■ SOURCE RECORDS ■
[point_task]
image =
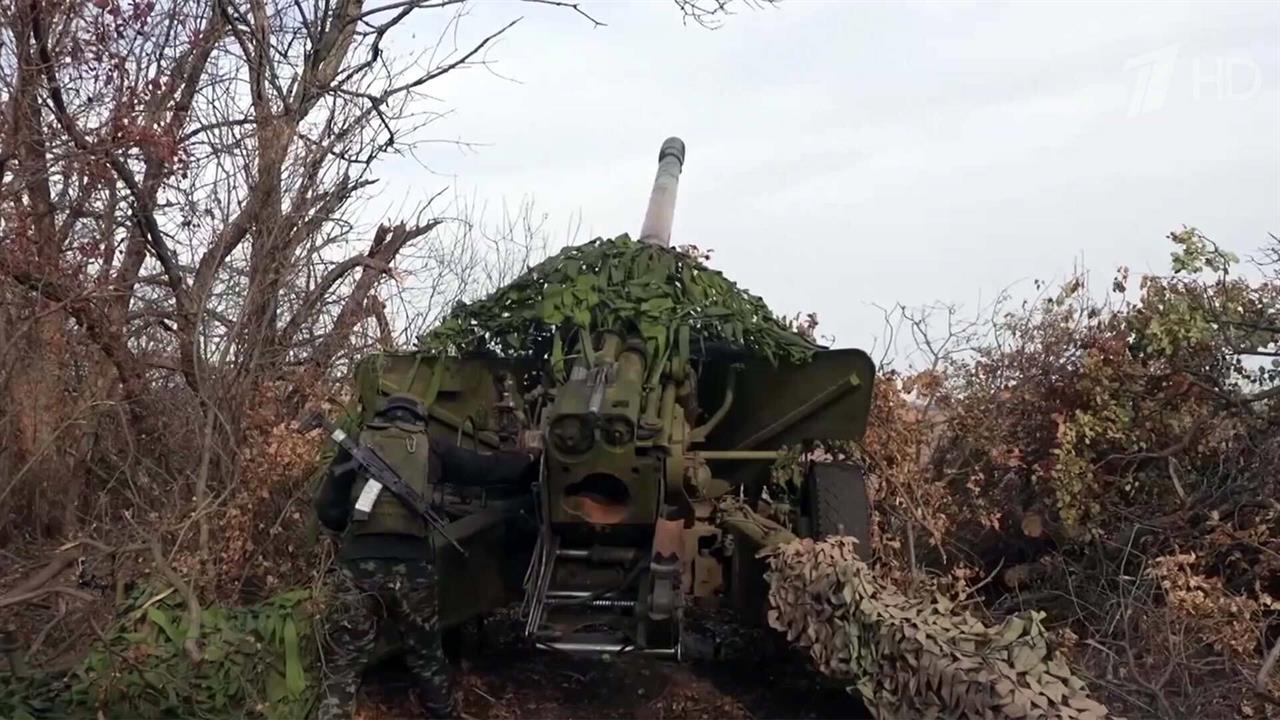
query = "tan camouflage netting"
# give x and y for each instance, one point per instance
(915, 657)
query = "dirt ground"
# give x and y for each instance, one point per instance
(508, 679)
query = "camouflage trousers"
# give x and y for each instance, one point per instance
(373, 591)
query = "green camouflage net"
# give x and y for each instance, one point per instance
(620, 285)
(915, 657)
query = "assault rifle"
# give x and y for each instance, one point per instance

■ YOUR GOAL ■
Reproduce the entries above without change, omitting all pictures.

■ ANSWER FOR THIS EXERCISE ■
[point_task]
image =
query = "tan camouflage netting"
# give x and y for each instance, one point per instance
(915, 657)
query = "dirt ground"
# give x and y for each instance, one point per instance
(508, 679)
query = "camouflage trousers"
# give x and y for each instance, one point per instance
(373, 591)
query = "green camouflage net"
# give x and y for each instance, one point per instance
(620, 285)
(915, 657)
query = "assault rifle"
# give x and y for each instance, one point per instance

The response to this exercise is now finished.